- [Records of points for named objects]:

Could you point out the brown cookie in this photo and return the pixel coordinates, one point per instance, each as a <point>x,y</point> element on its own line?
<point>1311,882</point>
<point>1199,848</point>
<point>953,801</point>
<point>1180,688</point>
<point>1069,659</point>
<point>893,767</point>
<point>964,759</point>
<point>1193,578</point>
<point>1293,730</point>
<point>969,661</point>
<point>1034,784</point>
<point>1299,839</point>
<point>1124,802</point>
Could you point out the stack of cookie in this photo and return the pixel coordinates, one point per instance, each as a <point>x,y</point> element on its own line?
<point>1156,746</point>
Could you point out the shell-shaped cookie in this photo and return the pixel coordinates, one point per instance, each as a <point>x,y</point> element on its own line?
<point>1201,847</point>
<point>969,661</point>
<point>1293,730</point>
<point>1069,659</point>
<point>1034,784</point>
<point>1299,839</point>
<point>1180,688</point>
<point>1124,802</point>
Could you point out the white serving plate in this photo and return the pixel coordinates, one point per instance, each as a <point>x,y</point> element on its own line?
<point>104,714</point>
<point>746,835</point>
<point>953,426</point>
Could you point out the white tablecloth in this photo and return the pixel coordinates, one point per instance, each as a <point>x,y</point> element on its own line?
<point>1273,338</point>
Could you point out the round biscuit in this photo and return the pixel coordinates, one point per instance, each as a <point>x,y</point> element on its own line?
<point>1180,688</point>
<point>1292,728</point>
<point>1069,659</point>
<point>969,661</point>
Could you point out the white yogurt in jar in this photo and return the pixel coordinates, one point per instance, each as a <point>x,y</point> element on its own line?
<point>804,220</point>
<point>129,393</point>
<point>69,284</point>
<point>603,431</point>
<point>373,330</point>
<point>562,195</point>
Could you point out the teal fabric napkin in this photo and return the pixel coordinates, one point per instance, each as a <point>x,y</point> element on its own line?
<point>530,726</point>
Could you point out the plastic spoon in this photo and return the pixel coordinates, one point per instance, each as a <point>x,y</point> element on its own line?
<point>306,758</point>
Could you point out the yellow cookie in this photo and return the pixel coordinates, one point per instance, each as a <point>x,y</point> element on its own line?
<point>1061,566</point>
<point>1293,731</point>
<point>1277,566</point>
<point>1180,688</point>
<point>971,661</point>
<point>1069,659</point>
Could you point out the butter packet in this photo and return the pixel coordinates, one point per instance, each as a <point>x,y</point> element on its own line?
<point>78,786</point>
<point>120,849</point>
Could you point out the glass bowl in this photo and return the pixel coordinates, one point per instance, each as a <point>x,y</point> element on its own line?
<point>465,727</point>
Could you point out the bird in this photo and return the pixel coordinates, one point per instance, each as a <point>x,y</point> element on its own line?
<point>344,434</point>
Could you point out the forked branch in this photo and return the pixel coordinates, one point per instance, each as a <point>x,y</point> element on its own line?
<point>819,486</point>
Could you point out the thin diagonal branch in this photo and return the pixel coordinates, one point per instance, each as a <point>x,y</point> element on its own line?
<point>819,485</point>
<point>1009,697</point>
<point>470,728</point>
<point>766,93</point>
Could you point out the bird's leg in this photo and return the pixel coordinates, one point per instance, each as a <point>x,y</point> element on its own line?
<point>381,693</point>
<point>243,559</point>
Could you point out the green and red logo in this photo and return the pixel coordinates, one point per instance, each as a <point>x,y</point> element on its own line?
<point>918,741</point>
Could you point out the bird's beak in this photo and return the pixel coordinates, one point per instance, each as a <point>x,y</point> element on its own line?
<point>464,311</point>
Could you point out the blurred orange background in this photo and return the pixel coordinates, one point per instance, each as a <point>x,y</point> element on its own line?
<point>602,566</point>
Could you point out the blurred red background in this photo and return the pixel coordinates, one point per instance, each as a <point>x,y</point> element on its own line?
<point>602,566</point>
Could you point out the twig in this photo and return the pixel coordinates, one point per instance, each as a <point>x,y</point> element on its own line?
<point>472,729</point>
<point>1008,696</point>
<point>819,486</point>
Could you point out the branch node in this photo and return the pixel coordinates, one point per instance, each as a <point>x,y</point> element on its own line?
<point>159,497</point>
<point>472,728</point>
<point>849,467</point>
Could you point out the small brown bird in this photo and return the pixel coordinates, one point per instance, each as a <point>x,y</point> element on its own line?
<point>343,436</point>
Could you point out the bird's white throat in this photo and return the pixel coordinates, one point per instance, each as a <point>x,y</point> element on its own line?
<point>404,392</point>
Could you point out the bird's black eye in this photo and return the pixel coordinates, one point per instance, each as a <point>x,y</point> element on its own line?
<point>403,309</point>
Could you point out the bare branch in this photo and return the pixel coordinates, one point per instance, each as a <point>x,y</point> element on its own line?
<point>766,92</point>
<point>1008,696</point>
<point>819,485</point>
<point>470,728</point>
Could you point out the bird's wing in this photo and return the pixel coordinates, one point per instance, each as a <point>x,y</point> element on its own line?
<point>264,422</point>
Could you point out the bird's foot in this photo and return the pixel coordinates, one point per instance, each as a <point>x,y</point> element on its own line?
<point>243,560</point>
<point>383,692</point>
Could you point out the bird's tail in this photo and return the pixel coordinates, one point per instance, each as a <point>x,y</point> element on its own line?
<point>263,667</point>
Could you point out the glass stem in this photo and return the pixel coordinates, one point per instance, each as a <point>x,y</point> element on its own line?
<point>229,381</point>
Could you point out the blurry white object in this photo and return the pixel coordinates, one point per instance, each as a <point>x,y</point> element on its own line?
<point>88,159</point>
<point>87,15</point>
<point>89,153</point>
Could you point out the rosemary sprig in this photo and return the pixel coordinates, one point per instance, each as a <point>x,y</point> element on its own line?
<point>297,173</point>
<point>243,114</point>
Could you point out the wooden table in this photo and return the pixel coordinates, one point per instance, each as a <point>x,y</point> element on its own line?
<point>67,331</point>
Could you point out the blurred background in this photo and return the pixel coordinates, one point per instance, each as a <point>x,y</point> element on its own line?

- [EXERCISE DETAILS]: Copy all of the records above, line for line and without changes.

- [CORRECT ANSWER]:
Could you point out the brown cookie in this photo and return the pixel coordinates, one point per instance, each as a <point>x,y</point> element on its own line?
<point>1311,882</point>
<point>1199,848</point>
<point>953,801</point>
<point>1180,688</point>
<point>1069,659</point>
<point>893,767</point>
<point>964,759</point>
<point>1193,578</point>
<point>1293,730</point>
<point>969,661</point>
<point>1034,784</point>
<point>1299,839</point>
<point>1124,802</point>
Could you point out the stack of cookie in this photo and return the pixel coordinates, one point per instance, each as a <point>x,y</point> element on its own line?
<point>1156,746</point>
Could you point out the shell-shaped cookie in this photo and return the pixel coordinates, one point per instance, each as a <point>x,y</point> element on its own line?
<point>1201,847</point>
<point>969,661</point>
<point>1293,730</point>
<point>1069,659</point>
<point>1034,784</point>
<point>1299,839</point>
<point>1180,688</point>
<point>1124,802</point>
Could you point out the white serving plate in this photo and return the pixel coordinates, one point per instance, each as a <point>x,y</point> element on its own line?
<point>104,714</point>
<point>746,835</point>
<point>953,426</point>
Could you point out the white tablecloth in this photo and return the pixel coordinates, one point per instance, each as a <point>x,y</point> element on its own line?
<point>1273,338</point>
Could you point out the round biscuit in this photo and return the pixel coordinates, one point per instance, each as a <point>x,y</point> element on its own line?
<point>1180,688</point>
<point>1292,728</point>
<point>1069,659</point>
<point>969,661</point>
Could you point out the white yogurt in jar in this photo and return the pixel coordinates, one point per instance, each as a <point>x,y</point> element on its own line?
<point>804,220</point>
<point>129,393</point>
<point>69,284</point>
<point>603,431</point>
<point>373,330</point>
<point>562,195</point>
Could you point out the teal fabric napkin in this photo and return the pixel coordinates, one point per instance, each as a <point>x,y</point> element on its own line?
<point>530,726</point>
Could you point out the plastic spoon in this photo and return the pixel coordinates, one point per instance, each as a <point>x,y</point> element on its own line?
<point>306,758</point>
Could you point out the yellow cookie in this photo and return the pixel coordinates, one point per instance, each as a <point>x,y</point> element on its own line?
<point>1061,566</point>
<point>1293,731</point>
<point>1277,566</point>
<point>1180,688</point>
<point>971,661</point>
<point>1069,659</point>
Could you point out the butter packet in this photo and return the pixel coordinates, one point per instance, each as a <point>x,y</point> element on its own line?
<point>78,786</point>
<point>120,849</point>
Could you point out the glass bowl in this photo and return the pixel coordinates, one point per instance, each as a <point>x,y</point> element on its own line?
<point>465,727</point>
Could you point out the bird in this photo and return the pixel coordinates, one point per instance, each as a <point>x,y</point> element on its own line?
<point>344,434</point>
Could you point out the forked branch in this photo and return the pixel coordinates, one point per instance, each as a <point>x,y</point> element on its own line?
<point>819,486</point>
Could you point out the thin diagonal branch in this photo and return the pixel coordinates, one point per instance, each as a <point>x,y</point> element on its own line?
<point>819,485</point>
<point>1009,697</point>
<point>470,728</point>
<point>766,93</point>
Could you point out the bird's leg in this photo and return the pixel coordinates, one point per instance, each as a <point>x,y</point> element on its own line?
<point>381,693</point>
<point>243,559</point>
Could you point out the green and red logo in this photo and return the pixel coordinates, one point per instance, each as a <point>x,y</point> element on its own line?
<point>918,741</point>
Could you point out the bird's beak in this photo and return the pixel coordinates, one point per instance, each as a <point>x,y</point> element on its own line?
<point>464,311</point>
Could you point out the blurred orange background in this photo and return the pixel coordinates, one point per instance, each as a <point>x,y</point> element on its own line?
<point>602,566</point>
Could you point out the blurred red background in this photo and return the pixel coordinates, one point per instance, each as a <point>x,y</point> element on its own line?
<point>602,566</point>
Could you point out the twig in this photo and return the pixel coordinates, one point per instance, each as a <point>x,y</point> element on its own line?
<point>472,729</point>
<point>1008,696</point>
<point>819,486</point>
Could you point out the branch node in this photo and return the pixel coordinates, one point per instance, each as a <point>x,y</point> element on its own line?
<point>159,497</point>
<point>472,728</point>
<point>849,467</point>
Could you point out the small brown bird in this photo and return the pixel coordinates, one point per instance, each as a <point>x,y</point> element on its own line?
<point>343,436</point>
Could you point out the bird's white throat in this photo and return the pixel coordinates, one point per instance, each as a <point>x,y</point> element on its own line?
<point>404,392</point>
Could you point out the bird's black eye in this photo and return the pixel coordinates, one point per instance, each as a <point>x,y</point> element on its own line?
<point>403,309</point>
Could you point out the bare branch in this photo and return the pixel coordinates, one point per instance, each as a <point>x,y</point> element on its own line?
<point>766,92</point>
<point>1008,696</point>
<point>819,485</point>
<point>470,728</point>
Could you point out the bird's wing in this photo and return the pixel coordinates, one point per instance, each as a <point>x,y</point> element on its own line?
<point>264,422</point>
Could you point out the bird's foot in this photo and return the pixel coordinates, one point per instance, each as a <point>x,y</point> element on its own line?
<point>243,560</point>
<point>383,692</point>
Could you point out the bird's tail in this photo and return the pixel coordinates, one point per instance, each as a <point>x,y</point> element on its own line?
<point>263,667</point>
Could you point out the glass stem in this photo and return the pixel coordinates, one point per instance, each as a <point>x,y</point> element on its own line?
<point>229,381</point>
Could you point out the blurry white object in this photo and return the pixel coordinates, one point per instance, each as a <point>x,y</point> element on its own line?
<point>88,159</point>
<point>87,15</point>
<point>89,153</point>
Could you point out the rosemary sprig in this photo and return the pixel coordinates, one point per instance, each as a <point>x,y</point> element on its own line?
<point>297,173</point>
<point>243,114</point>
Could you point out the wooden table in this photo and return the pixel coordinates, one point per instance, each as a <point>x,y</point> element on its own line?
<point>67,331</point>
Could you point out the blurred background in this photo and return the pixel coordinates, one point per instance, each as a <point>x,y</point> element on its own line?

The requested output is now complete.